Show every line from the data below that includes "arched".

(Annotated photo localization data)
··········
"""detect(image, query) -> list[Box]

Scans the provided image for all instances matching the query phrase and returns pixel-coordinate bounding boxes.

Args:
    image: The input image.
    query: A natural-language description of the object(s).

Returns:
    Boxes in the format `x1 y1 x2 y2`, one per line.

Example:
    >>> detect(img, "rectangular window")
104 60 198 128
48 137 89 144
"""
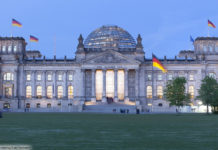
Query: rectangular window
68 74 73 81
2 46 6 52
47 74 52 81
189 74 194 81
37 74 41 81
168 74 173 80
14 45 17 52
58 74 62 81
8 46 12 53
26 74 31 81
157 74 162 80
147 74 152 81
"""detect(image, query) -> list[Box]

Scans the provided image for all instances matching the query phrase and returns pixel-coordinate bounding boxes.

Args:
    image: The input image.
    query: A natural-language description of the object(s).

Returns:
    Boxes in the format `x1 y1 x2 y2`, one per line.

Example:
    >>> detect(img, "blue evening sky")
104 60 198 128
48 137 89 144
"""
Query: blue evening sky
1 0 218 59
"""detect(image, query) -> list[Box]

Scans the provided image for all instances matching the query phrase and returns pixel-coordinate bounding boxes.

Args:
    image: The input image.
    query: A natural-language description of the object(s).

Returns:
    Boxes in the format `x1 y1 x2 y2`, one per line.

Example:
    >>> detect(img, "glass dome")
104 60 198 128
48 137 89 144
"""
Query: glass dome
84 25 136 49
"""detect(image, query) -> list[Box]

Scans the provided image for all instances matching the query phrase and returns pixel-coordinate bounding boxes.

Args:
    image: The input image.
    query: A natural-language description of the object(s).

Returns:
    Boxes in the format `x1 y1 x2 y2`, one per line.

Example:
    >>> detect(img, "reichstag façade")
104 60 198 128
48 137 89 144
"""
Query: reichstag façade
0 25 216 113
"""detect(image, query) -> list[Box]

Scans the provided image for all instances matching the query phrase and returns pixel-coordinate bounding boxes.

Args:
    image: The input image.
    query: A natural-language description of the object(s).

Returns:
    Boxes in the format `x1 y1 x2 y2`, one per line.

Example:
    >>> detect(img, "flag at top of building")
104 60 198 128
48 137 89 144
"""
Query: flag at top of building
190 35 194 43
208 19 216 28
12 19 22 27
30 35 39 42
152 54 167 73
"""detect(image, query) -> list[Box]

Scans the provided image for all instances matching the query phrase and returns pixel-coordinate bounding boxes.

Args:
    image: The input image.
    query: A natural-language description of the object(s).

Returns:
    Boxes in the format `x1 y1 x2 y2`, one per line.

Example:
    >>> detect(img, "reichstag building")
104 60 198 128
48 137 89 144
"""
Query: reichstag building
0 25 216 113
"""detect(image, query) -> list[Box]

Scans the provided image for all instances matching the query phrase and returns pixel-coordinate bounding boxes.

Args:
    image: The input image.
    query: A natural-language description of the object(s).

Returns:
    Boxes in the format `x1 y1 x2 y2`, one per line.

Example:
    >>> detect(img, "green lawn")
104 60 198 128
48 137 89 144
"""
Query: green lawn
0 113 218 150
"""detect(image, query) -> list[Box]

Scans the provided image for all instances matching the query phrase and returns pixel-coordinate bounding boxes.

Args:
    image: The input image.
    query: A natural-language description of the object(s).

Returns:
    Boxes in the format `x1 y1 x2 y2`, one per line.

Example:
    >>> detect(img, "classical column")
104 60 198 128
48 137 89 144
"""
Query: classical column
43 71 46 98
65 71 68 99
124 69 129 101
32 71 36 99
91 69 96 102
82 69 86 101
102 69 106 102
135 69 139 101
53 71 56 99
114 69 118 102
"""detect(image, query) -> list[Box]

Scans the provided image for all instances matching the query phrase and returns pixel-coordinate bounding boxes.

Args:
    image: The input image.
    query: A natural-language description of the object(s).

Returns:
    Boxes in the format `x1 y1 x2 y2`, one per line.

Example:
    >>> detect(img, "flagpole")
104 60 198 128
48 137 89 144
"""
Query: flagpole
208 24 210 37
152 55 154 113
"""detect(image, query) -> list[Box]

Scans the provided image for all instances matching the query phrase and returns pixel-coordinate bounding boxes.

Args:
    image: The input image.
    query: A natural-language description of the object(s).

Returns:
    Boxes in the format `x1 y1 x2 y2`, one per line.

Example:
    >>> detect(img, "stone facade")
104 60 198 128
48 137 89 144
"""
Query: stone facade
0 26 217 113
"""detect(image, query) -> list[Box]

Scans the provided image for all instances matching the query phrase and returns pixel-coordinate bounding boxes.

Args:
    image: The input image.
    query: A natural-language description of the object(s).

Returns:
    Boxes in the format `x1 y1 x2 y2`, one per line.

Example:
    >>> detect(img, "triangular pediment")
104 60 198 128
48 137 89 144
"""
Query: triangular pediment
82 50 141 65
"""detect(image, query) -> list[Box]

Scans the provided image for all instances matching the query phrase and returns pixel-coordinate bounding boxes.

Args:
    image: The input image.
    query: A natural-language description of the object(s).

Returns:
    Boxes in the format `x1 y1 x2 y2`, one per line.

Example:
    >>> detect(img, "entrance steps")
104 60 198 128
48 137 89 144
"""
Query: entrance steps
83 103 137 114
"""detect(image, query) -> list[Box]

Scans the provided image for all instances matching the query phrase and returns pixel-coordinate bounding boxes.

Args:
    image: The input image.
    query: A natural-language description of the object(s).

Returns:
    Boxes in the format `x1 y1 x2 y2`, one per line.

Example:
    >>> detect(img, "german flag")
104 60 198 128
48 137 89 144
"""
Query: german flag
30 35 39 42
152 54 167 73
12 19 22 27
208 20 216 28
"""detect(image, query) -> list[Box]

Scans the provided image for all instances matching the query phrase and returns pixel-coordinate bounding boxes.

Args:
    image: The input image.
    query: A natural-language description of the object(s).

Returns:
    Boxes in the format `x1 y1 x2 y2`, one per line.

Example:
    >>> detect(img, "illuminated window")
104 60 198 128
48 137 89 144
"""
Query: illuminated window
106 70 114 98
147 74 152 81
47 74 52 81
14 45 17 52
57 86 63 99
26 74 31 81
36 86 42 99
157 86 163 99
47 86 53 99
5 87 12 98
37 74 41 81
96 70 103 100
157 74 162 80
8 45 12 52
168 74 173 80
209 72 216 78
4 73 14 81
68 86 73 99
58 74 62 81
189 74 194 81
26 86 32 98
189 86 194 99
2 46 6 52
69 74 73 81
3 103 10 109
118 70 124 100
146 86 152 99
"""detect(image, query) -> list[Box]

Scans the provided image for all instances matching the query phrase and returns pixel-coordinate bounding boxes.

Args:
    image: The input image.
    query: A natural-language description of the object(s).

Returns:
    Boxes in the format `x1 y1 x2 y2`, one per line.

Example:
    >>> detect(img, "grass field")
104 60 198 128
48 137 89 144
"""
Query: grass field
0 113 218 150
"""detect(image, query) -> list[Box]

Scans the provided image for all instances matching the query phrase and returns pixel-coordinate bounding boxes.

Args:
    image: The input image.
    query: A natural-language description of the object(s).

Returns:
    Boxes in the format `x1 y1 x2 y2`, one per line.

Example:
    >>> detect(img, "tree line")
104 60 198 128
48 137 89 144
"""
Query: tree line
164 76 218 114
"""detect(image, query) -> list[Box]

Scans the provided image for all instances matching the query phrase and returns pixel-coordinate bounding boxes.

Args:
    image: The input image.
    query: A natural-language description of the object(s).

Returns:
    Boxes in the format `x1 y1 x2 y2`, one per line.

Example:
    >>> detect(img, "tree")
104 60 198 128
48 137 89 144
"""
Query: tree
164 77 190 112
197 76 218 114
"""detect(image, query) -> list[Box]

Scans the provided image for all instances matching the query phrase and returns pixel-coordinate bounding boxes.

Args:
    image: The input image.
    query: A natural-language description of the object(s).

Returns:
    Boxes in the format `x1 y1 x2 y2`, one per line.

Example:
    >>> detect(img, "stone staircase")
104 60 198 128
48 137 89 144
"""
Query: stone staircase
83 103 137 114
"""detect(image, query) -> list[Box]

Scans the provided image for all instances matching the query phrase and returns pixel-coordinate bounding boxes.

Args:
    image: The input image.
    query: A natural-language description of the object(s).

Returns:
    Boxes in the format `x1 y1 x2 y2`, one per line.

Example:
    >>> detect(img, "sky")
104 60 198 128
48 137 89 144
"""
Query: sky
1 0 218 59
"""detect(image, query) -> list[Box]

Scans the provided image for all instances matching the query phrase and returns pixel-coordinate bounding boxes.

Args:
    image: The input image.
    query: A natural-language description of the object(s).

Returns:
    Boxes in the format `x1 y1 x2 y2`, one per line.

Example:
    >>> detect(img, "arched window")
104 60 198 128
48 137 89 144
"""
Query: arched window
··········
• **ANSWER AREA**:
    >>> detect(img, "arched window")
Query: arched window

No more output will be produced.